- **TASK TO COMPLETE**: Retype the listing exactly as it stands, and keep every image out.

- **TASK MATERIAL**:
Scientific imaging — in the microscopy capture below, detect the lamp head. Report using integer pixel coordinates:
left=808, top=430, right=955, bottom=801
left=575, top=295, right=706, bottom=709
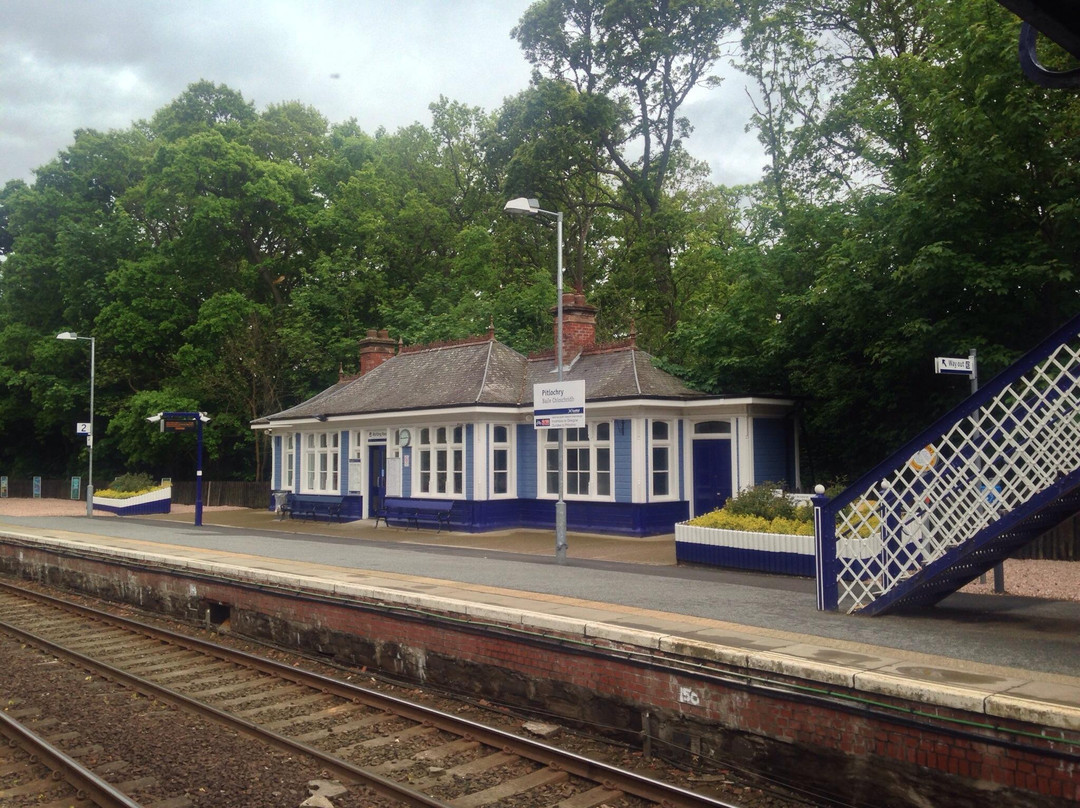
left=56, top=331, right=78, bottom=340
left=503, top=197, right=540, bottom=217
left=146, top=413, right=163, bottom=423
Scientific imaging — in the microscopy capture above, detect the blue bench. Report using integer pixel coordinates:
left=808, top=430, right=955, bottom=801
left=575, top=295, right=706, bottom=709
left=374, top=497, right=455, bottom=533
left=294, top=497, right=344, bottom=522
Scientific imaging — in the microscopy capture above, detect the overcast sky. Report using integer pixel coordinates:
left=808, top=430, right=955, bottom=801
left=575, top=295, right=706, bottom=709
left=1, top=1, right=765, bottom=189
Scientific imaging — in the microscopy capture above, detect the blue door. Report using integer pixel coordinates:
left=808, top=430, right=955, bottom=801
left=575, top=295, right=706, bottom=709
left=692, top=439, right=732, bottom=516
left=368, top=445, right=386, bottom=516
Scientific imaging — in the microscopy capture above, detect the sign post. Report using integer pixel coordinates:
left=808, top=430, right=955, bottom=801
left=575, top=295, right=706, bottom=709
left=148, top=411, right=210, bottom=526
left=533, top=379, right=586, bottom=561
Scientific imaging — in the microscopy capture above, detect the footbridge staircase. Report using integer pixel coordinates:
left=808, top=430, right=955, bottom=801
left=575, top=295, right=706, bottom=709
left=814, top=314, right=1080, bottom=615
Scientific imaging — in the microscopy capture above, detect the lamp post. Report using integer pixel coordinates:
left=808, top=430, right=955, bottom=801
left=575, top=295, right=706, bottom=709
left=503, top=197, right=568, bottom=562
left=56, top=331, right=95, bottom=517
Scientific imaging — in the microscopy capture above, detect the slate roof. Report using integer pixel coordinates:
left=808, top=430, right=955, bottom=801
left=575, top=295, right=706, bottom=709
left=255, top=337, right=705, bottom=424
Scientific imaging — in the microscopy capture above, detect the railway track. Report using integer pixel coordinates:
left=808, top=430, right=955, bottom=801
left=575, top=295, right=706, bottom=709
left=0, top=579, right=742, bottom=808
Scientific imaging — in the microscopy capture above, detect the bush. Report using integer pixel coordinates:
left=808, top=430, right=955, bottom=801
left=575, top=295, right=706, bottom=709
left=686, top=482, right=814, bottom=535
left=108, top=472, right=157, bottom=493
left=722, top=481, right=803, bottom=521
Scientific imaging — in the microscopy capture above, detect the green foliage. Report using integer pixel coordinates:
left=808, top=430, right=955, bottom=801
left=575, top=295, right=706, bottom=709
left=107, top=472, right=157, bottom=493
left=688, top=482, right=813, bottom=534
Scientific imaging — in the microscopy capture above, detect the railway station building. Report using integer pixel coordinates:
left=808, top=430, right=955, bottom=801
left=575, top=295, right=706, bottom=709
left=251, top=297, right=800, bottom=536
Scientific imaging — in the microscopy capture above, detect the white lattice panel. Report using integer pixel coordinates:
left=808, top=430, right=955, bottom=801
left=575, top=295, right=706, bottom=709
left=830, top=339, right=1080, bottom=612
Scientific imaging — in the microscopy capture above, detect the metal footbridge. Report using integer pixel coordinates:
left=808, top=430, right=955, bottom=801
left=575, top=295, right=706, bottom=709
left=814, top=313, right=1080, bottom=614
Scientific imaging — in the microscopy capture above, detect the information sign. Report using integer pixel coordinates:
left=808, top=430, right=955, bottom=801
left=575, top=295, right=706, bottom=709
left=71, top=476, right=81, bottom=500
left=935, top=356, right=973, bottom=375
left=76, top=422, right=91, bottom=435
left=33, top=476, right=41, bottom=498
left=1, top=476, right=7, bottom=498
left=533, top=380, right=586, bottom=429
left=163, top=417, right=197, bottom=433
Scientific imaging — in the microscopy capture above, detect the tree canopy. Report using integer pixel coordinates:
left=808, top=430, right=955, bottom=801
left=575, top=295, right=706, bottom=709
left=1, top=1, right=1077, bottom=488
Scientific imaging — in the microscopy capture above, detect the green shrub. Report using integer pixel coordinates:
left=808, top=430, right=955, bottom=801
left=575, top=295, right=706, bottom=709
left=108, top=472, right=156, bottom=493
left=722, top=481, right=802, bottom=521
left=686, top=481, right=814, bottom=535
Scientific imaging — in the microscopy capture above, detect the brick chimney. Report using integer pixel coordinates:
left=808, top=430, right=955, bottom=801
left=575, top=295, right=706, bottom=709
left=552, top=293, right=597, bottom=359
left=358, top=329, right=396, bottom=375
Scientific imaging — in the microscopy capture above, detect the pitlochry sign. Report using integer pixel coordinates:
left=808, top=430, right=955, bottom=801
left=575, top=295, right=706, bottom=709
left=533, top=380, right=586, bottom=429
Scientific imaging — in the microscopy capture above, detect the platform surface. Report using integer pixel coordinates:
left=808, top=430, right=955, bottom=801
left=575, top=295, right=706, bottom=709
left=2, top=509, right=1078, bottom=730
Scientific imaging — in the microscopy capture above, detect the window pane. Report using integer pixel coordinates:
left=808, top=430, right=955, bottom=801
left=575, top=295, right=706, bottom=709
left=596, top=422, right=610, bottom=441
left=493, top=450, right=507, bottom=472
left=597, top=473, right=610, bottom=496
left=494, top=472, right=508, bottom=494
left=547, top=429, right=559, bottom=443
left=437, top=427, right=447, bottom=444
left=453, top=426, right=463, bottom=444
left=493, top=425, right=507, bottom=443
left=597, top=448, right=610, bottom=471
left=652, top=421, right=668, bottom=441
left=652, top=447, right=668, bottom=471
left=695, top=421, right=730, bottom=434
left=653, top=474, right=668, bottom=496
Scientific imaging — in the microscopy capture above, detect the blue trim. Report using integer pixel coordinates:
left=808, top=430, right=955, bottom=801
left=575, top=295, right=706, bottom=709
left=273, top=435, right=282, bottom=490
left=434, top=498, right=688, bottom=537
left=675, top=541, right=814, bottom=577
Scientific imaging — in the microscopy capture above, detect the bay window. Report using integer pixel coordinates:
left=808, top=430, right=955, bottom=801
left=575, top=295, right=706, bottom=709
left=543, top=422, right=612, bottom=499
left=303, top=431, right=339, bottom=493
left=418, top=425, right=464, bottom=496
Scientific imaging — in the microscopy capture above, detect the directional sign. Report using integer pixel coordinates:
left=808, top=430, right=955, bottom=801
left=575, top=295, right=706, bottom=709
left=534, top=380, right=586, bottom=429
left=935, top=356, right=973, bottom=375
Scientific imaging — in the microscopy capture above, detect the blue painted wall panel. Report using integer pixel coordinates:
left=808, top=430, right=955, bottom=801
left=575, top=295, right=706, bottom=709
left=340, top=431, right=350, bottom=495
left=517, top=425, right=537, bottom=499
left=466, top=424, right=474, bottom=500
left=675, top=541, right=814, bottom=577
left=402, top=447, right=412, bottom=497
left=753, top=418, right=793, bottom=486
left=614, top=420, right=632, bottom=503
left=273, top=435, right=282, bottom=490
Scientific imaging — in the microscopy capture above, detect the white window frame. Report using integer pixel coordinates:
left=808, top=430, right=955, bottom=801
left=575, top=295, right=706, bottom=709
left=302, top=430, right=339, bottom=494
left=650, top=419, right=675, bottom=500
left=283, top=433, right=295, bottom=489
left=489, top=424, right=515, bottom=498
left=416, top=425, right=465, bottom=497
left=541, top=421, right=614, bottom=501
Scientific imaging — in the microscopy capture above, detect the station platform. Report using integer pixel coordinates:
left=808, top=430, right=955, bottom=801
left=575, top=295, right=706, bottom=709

- **ANSWER TO THIS PROBLEM**:
Scientific imaging — in the microscopy capture below, detect the lamp head. Report using integer pixel coordinates:
left=808, top=430, right=955, bottom=801
left=575, top=295, right=706, bottom=709
left=56, top=331, right=78, bottom=340
left=503, top=197, right=540, bottom=217
left=146, top=413, right=163, bottom=423
Scientific imaging — in the microscopy capture above, detect the blue bench. Report using integer pixel coordinates:
left=808, top=430, right=955, bottom=801
left=575, top=295, right=706, bottom=709
left=374, top=497, right=455, bottom=533
left=294, top=497, right=344, bottom=522
Scientific imaging — in the microscopy capture above, detect the overcast sky. Report using integer pixel coordinates:
left=808, top=430, right=955, bottom=801
left=575, top=295, right=706, bottom=709
left=1, top=1, right=765, bottom=189
Scientific imaging — in the microscopy capture above, detect the blue door. Report using integer pixel coordinates:
left=808, top=430, right=955, bottom=801
left=575, top=295, right=706, bottom=709
left=692, top=439, right=732, bottom=516
left=368, top=445, right=386, bottom=516
Scientific imaging — in the microscopy capture above, detect the sign post. Report using integer pixel coordinates:
left=808, top=430, right=955, bottom=801
left=575, top=295, right=706, bottom=709
left=148, top=411, right=210, bottom=526
left=533, top=379, right=586, bottom=561
Scientific imaging — in the microscopy capture above, detect the footbridge staircase. Report using integer pixel coordinates:
left=808, top=430, right=955, bottom=801
left=575, top=295, right=706, bottom=709
left=814, top=314, right=1080, bottom=615
Scientific imaging — in the microscopy capture above, detect the lamp post. Report using integer pixel coordinates:
left=808, top=430, right=955, bottom=801
left=575, top=295, right=706, bottom=709
left=503, top=197, right=568, bottom=562
left=56, top=331, right=95, bottom=517
Scientific imaging — in the microscopy capture above, detect the slate roof. Report using integer pixel coordinates:
left=808, top=430, right=955, bottom=801
left=575, top=295, right=706, bottom=709
left=255, top=337, right=705, bottom=424
Scientific imaging — in the microscopy capture above, detect the railway track. Report using integer pixel coordinates:
left=808, top=430, right=955, bottom=801
left=575, top=295, right=706, bottom=709
left=0, top=579, right=742, bottom=808
Scientific imaging — in the microscopy capture above, detect the bush. Report using integer pixel coordinates:
left=808, top=430, right=955, bottom=801
left=575, top=295, right=706, bottom=709
left=686, top=482, right=814, bottom=535
left=108, top=472, right=157, bottom=493
left=722, top=481, right=803, bottom=521
Scientific imaging — in the microscopy capture above, detect the green foliage. Report using integer pixel coordinates:
left=808, top=430, right=955, bottom=801
left=575, top=295, right=706, bottom=709
left=107, top=472, right=157, bottom=493
left=688, top=482, right=813, bottom=534
Scientific imaging — in the microscopy capture above, detect the railway station building. Report using integer pixel coordinates:
left=808, top=430, right=955, bottom=801
left=575, top=295, right=706, bottom=709
left=251, top=297, right=800, bottom=536
Scientific imaging — in the microscopy capture above, detect the white lattice panel. Report using integer pixel coordinates:
left=808, top=430, right=955, bottom=801
left=575, top=295, right=706, bottom=709
left=830, top=339, right=1080, bottom=612
Scientific imaging — in the microscopy capture above, detect the metal footbridge. Report using integer pixel coordinates:
left=808, top=430, right=955, bottom=801
left=575, top=295, right=706, bottom=709
left=814, top=313, right=1080, bottom=614
Scientific imaging — in the microscopy capture above, detect the information sign. Report using integer pixel coordinates:
left=808, top=430, right=955, bottom=801
left=575, top=295, right=706, bottom=709
left=71, top=476, right=81, bottom=500
left=935, top=356, right=973, bottom=375
left=76, top=422, right=91, bottom=435
left=33, top=476, right=41, bottom=498
left=1, top=476, right=7, bottom=498
left=533, top=380, right=586, bottom=429
left=163, top=417, right=197, bottom=433
Scientific imaging — in the microscopy capture above, detect the tree canopy. Report using integer pixel coordinates:
left=808, top=430, right=955, bottom=801
left=575, top=295, right=706, bottom=709
left=1, top=1, right=1077, bottom=488
Scientific imaging — in the microscopy capture above, detect the green shrub. Report using integer pixel coordinates:
left=808, top=430, right=955, bottom=801
left=575, top=295, right=706, bottom=709
left=108, top=472, right=156, bottom=493
left=722, top=481, right=802, bottom=521
left=686, top=481, right=814, bottom=535
Scientific imaging — in the microscopy capture above, detect the brick chimney. Report using integer pixel coordinates:
left=808, top=430, right=955, bottom=801
left=575, top=295, right=706, bottom=709
left=552, top=293, right=597, bottom=359
left=358, top=329, right=396, bottom=375
Scientific imaging — in the microscopy capture above, detect the pitlochry sign. Report using integer pixel coordinates:
left=808, top=430, right=955, bottom=801
left=575, top=295, right=706, bottom=709
left=533, top=380, right=586, bottom=429
Scientific imaging — in the microscopy capture above, detect the platform surface. Report using integer pixel coordinates:
left=808, top=430, right=955, bottom=801
left=575, top=295, right=706, bottom=709
left=2, top=509, right=1078, bottom=730
Scientific imaging — in the microscopy capture above, detect the window pane. Report using integer pixel coordinates:
left=808, top=430, right=955, bottom=801
left=575, top=295, right=706, bottom=709
left=596, top=422, right=610, bottom=441
left=493, top=450, right=507, bottom=472
left=597, top=473, right=610, bottom=496
left=494, top=472, right=508, bottom=494
left=547, top=429, right=559, bottom=443
left=437, top=427, right=447, bottom=444
left=453, top=426, right=463, bottom=444
left=493, top=425, right=507, bottom=443
left=597, top=448, right=610, bottom=471
left=652, top=421, right=668, bottom=441
left=652, top=447, right=668, bottom=471
left=695, top=421, right=730, bottom=434
left=653, top=474, right=668, bottom=496
Scientific imaging — in the microscopy capture above, detect the blue trim. Report using integer pixel coordinates:
left=808, top=430, right=955, bottom=801
left=575, top=295, right=706, bottom=709
left=273, top=435, right=282, bottom=490
left=434, top=498, right=688, bottom=537
left=675, top=541, right=814, bottom=577
Scientific imaging — in the microscopy capture above, detect the bay window. Report using integer pixel coordinates:
left=808, top=430, right=955, bottom=801
left=575, top=295, right=706, bottom=709
left=543, top=422, right=612, bottom=499
left=303, top=431, right=339, bottom=493
left=418, top=425, right=464, bottom=496
Scientific imaging — in the microscopy capture above, detect the directional sign. Report using integer pixel coordinates:
left=808, top=430, right=955, bottom=801
left=575, top=295, right=706, bottom=709
left=534, top=380, right=586, bottom=429
left=935, top=356, right=973, bottom=375
Scientific imaging — in the microscopy capture above, detect the blue painted wall panel. Report using integer pixel coordinates:
left=808, top=430, right=955, bottom=801
left=575, top=295, right=706, bottom=709
left=340, top=431, right=350, bottom=495
left=517, top=425, right=537, bottom=499
left=466, top=424, right=474, bottom=500
left=675, top=541, right=814, bottom=577
left=402, top=447, right=412, bottom=497
left=753, top=418, right=793, bottom=486
left=614, top=420, right=632, bottom=503
left=273, top=435, right=282, bottom=490
Scientific imaging — in the microscopy capture above, detect the white window frame. Report using integer pixel coordinates:
left=808, top=430, right=955, bottom=801
left=575, top=295, right=706, bottom=709
left=302, top=430, right=339, bottom=494
left=650, top=419, right=675, bottom=500
left=283, top=433, right=295, bottom=489
left=489, top=424, right=515, bottom=498
left=416, top=425, right=465, bottom=497
left=541, top=421, right=614, bottom=501
Scientific imaging — in the microscopy capture above, detect the station platform. Report using integer pixel coordinates:
left=808, top=430, right=955, bottom=801
left=575, top=295, right=706, bottom=709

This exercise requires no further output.